### [Tasks and exercises]
- 1) In the post about the anniversary party and Disneyland, at what speed does the train ride around the park travel?
- 2) Copy the post about the anniversary party and Disneyland word for word, everything from "My lovely daughter" down to "of the night.".

### [Excerpted text]

The 50th anniversary party went pretty smoothly. I learned, however, that if you take a room full of old pious people, the toasts are more likely to be rambling than clever:
"I remember this lovely couple from our college days. Oh, we had some good times. One day, after going out for ice cream sundaes, I tied an onion to my belt, which was the style at the time. Now! To take the ferry cost a nickel, and in those days, nickels had pictures of bumblebees on 'em. 'Give me five bees for a quarter,' you'd say. Now, where were we?"
Nobody rocks an anniversary party like Grandpa Simpson.
My lovely daughter Daisy took one look at the table where we were being sat, saw all the old people and said, "Can I go sit at the kids' table?" She was the lucky one. There was one couple at our table that had met the couple of honor back when they were attending Divinity school. These days the husband spends his time reading scripture to his wife while she does beading projects. They were as nice as can be, but after I made one failed evolution joke, I decided to keep my mouth shut the rest of the night.
We went to Disneyland the next day and that was more lively. My daughter, however, is still terrified of most things in that amusement park. In computer science, we have a concept called a "wildcard character". It allows you to easily search through many files, or create an expression that refers to multiple things at once. Often that character is an asterisk. This is a handy concept because it allows me to succinctly say: Daisy is afraid of *.
I knew we were in trouble within minutes of arriving at the park. We hopped on the train ride that slowly rides around the circumference of the park. It travels at around 5 miles per hour.
"Daddy? Are there going to be any tunnels?"

### [Rows]
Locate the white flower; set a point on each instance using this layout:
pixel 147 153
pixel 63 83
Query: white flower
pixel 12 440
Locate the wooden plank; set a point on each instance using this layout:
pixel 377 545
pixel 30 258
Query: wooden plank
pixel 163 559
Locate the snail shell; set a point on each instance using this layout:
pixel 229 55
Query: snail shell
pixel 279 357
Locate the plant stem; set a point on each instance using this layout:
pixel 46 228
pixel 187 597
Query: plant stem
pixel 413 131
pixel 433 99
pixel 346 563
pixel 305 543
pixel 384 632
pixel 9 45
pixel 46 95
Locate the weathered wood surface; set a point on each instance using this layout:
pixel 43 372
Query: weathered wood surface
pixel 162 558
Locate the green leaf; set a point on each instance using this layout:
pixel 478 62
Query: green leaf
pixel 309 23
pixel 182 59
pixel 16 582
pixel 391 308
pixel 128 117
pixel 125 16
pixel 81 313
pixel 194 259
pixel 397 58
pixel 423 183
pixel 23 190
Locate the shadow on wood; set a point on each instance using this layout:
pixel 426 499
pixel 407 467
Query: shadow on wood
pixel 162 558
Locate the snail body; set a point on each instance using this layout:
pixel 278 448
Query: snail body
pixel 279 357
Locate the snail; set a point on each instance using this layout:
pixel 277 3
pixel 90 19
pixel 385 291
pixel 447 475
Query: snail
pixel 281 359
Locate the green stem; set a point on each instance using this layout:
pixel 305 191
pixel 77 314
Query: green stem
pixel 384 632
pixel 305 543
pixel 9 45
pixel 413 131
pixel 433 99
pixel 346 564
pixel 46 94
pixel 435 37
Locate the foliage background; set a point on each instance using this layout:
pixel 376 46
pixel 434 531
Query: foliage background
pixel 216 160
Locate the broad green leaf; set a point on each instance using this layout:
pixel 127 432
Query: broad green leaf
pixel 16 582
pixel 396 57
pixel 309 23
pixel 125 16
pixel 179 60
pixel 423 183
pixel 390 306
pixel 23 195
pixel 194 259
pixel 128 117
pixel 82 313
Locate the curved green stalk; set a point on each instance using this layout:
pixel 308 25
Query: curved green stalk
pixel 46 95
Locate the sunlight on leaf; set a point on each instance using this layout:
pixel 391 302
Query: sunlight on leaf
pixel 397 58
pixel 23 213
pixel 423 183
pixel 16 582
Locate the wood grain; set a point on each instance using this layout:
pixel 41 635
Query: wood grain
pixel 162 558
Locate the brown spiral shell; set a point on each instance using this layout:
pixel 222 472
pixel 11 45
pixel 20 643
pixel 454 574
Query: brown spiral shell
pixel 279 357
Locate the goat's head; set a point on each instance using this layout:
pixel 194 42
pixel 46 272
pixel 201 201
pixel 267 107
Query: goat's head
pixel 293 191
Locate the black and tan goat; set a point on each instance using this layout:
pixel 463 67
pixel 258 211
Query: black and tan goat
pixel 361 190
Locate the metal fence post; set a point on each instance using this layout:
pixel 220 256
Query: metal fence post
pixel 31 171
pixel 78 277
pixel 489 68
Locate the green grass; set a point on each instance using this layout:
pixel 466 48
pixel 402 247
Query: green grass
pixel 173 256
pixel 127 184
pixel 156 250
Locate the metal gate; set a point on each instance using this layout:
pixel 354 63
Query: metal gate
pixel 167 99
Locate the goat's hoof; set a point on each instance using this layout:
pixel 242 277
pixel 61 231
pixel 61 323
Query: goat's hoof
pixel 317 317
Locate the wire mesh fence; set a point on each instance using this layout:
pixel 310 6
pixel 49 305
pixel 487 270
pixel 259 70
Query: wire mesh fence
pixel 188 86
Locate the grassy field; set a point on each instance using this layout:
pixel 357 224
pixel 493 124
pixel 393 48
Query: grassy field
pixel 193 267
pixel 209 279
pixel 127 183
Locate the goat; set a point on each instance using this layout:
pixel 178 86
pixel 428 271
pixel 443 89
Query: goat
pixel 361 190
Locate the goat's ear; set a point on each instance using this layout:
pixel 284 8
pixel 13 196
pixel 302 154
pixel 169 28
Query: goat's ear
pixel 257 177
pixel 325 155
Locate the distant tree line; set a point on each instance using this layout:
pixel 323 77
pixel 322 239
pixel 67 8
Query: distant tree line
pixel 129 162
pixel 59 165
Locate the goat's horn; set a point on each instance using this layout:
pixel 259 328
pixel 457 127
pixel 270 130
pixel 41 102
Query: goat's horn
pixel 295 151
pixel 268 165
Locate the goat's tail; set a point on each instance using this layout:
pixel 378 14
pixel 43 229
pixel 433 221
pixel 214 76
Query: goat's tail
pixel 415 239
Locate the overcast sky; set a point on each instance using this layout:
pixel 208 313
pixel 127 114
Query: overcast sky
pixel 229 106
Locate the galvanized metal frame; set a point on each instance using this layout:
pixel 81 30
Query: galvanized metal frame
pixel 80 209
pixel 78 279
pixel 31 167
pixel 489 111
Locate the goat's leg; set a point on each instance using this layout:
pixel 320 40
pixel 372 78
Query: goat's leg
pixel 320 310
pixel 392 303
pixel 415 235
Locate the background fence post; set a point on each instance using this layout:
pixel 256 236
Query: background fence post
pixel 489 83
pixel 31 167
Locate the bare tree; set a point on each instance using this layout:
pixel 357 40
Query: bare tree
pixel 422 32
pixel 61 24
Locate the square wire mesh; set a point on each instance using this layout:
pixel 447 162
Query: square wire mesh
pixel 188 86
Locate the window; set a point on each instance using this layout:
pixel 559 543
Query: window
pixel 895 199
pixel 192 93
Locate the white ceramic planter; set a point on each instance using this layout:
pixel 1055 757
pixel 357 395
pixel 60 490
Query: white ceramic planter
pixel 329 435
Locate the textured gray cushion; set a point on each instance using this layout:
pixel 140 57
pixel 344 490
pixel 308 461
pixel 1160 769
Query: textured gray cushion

### [Solution set]
- 1) Around 5 miles per hour.

- 2)
My lovely daughter Daisy took one look at the table where we were being sat, saw all the old people and said, "Can I go sit at the kids' table?" She was the lucky one. There was one couple at our table that had met the couple of honor back when they were attending Divinity school. These days the husband spends his time reading scripture to his wife while she does beading projects. They were as nice as can be, but after I made one failed evolution joke, I decided to keep my mouth shut the rest of the night.